## [WHAT THIS TASK INVOLVES]
Copy out all of the material exactly.

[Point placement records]
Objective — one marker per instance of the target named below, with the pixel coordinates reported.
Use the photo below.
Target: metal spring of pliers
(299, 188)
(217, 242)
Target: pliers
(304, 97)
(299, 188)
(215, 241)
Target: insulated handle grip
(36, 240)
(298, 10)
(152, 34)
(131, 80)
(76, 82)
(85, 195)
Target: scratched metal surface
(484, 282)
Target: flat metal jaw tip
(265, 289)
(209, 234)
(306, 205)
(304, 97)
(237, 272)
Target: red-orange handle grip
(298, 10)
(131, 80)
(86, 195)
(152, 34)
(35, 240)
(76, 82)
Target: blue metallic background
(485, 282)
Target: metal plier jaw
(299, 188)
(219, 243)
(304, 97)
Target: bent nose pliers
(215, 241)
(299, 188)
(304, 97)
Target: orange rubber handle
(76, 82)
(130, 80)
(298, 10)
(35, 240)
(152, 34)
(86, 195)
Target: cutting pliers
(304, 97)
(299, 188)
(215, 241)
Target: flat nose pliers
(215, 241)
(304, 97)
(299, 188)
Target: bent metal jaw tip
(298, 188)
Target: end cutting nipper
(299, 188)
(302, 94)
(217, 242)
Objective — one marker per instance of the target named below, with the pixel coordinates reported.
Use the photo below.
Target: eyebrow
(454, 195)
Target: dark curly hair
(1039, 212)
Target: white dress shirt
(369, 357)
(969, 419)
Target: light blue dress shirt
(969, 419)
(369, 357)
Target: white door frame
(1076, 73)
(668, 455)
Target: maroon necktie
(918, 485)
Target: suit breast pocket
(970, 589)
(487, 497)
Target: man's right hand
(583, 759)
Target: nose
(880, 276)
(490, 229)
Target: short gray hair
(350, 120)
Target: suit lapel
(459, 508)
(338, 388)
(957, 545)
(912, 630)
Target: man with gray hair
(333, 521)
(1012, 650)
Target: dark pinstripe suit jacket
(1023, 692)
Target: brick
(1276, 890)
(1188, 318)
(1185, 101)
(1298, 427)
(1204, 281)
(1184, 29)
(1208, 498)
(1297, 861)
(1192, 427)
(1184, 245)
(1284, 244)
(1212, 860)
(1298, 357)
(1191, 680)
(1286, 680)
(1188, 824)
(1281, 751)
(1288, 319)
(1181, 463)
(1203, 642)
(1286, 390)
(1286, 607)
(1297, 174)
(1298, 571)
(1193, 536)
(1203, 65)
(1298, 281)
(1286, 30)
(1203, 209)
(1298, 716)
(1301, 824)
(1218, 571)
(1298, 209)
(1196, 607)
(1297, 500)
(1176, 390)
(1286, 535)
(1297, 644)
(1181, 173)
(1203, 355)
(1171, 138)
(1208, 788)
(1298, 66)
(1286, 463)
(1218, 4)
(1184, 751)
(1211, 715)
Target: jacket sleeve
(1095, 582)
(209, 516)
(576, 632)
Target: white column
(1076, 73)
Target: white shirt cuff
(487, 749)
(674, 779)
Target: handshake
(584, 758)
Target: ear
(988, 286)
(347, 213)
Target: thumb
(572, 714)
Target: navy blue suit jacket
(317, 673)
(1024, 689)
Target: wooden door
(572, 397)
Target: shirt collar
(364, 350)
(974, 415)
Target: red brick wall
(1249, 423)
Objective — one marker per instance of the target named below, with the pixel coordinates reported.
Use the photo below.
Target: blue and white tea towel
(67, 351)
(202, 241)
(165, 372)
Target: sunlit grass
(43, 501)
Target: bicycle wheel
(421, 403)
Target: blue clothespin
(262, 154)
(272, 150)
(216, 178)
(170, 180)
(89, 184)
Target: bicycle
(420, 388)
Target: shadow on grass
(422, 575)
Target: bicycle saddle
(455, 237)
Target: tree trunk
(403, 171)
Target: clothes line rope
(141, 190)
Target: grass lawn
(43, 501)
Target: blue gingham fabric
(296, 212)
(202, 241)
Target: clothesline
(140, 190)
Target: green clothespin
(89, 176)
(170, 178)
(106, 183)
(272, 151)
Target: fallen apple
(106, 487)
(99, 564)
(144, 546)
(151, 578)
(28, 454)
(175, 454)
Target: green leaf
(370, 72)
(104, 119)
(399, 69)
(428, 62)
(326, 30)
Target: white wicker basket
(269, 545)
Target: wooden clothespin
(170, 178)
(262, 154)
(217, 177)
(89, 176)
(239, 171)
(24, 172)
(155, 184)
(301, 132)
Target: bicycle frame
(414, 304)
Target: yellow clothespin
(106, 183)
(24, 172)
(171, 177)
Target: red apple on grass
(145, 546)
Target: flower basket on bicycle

## [EXPECTED ANSWER]
Objective — one marker per instance of the target named below, with the pixel coordinates reported.
Use the photo below.
Target: metal spring of pliers
(299, 188)
(217, 242)
Target: pliers
(304, 97)
(299, 188)
(215, 241)
Target: insulated handle grip
(36, 240)
(298, 10)
(152, 34)
(131, 80)
(76, 82)
(85, 195)
Target: scratched metal surface
(484, 282)
Target: flat metal jaw tip
(265, 289)
(209, 234)
(306, 205)
(304, 97)
(237, 272)
Target: red-orange handle grip
(298, 10)
(131, 80)
(86, 195)
(152, 34)
(35, 240)
(76, 82)
Target: blue metallic background
(485, 282)
Target: metal plier jaw
(299, 188)
(219, 243)
(304, 97)
Target: bent nose pliers
(215, 241)
(299, 188)
(304, 97)
Target: orange rubber handle
(76, 82)
(130, 80)
(298, 10)
(35, 240)
(152, 34)
(86, 195)
Target: cutting pliers
(304, 97)
(299, 188)
(215, 241)
Target: flat nose pliers
(215, 241)
(304, 97)
(299, 188)
Target: bent metal jaw tip
(298, 188)
Target: end cutting nipper
(299, 188)
(302, 94)
(217, 242)
Objective — one marker per instance of the target named below, with the pixel coordinates reported.
Use the photo below.
Target: eyebrow
(454, 195)
Target: dark curly hair
(1039, 212)
Target: white dress shirt
(369, 357)
(969, 419)
Target: light blue dress shirt
(969, 419)
(369, 357)
Target: white door frame
(1076, 73)
(668, 455)
Target: maroon necktie
(918, 485)
Target: suit breast pocket
(970, 589)
(487, 497)
Target: man's right hand
(583, 759)
Target: nose
(880, 276)
(490, 229)
Target: short gray hair
(350, 120)
Target: suit lapel
(459, 508)
(338, 388)
(957, 545)
(912, 630)
Target: man with gray hair
(333, 521)
(1012, 650)
Target: dark pinstripe suit jacket
(1023, 692)
Target: brick
(1276, 890)
(1188, 318)
(1185, 101)
(1298, 427)
(1204, 281)
(1184, 29)
(1208, 498)
(1297, 861)
(1192, 427)
(1184, 245)
(1284, 244)
(1212, 860)
(1298, 357)
(1191, 680)
(1286, 680)
(1188, 824)
(1281, 751)
(1288, 319)
(1181, 463)
(1203, 642)
(1286, 390)
(1286, 607)
(1297, 174)
(1298, 571)
(1193, 536)
(1203, 65)
(1298, 281)
(1286, 30)
(1203, 209)
(1298, 716)
(1301, 824)
(1218, 571)
(1298, 209)
(1196, 607)
(1297, 500)
(1176, 390)
(1286, 535)
(1297, 644)
(1181, 173)
(1203, 355)
(1171, 138)
(1208, 788)
(1298, 66)
(1286, 463)
(1218, 4)
(1184, 751)
(1211, 715)
Target: jacket sleeve
(1095, 582)
(209, 516)
(576, 632)
Target: white column
(1076, 73)
Target: white shirt cuff
(487, 749)
(674, 779)
Target: handshake
(584, 758)
Target: ear
(988, 286)
(347, 213)
Target: thumb
(572, 714)
Target: navy blue suit jacket
(317, 673)
(1024, 689)
Target: wooden door
(572, 397)
Target: shirt collar
(364, 350)
(974, 415)
Target: red brick wall
(1249, 423)
Objective — one marker per instance of the target named below, with the pixel coordinates reported.
Use the photo below.
Target: blue and white tea towel
(67, 351)
(202, 241)
(165, 372)
Target: sunlit grass
(43, 501)
Target: bicycle wheel
(421, 403)
Target: blue clothespin
(262, 154)
(272, 150)
(216, 178)
(170, 180)
(89, 184)
Target: bicycle
(420, 388)
Target: shadow on grass
(422, 575)
Target: bicycle saddle
(455, 237)
Target: tree trunk
(403, 171)
Target: clothes line rope
(141, 190)
Target: grass lawn
(43, 501)
Target: blue gingham fabric
(296, 212)
(202, 241)
Target: clothesline
(140, 190)
Target: green clothespin
(89, 176)
(170, 178)
(106, 183)
(272, 151)
Target: fallen apple
(106, 487)
(99, 564)
(144, 546)
(151, 578)
(28, 454)
(175, 454)
Target: green leaf
(370, 72)
(104, 119)
(399, 69)
(428, 62)
(326, 30)
Target: white wicker basket
(269, 545)
Target: wooden clothespin
(170, 178)
(262, 154)
(217, 177)
(89, 176)
(239, 171)
(24, 172)
(155, 184)
(301, 132)
Target: bicycle frame
(414, 304)
Target: yellow clothespin
(106, 183)
(24, 172)
(171, 177)
Target: red apple on grass
(145, 546)
Target: flower basket on bicycle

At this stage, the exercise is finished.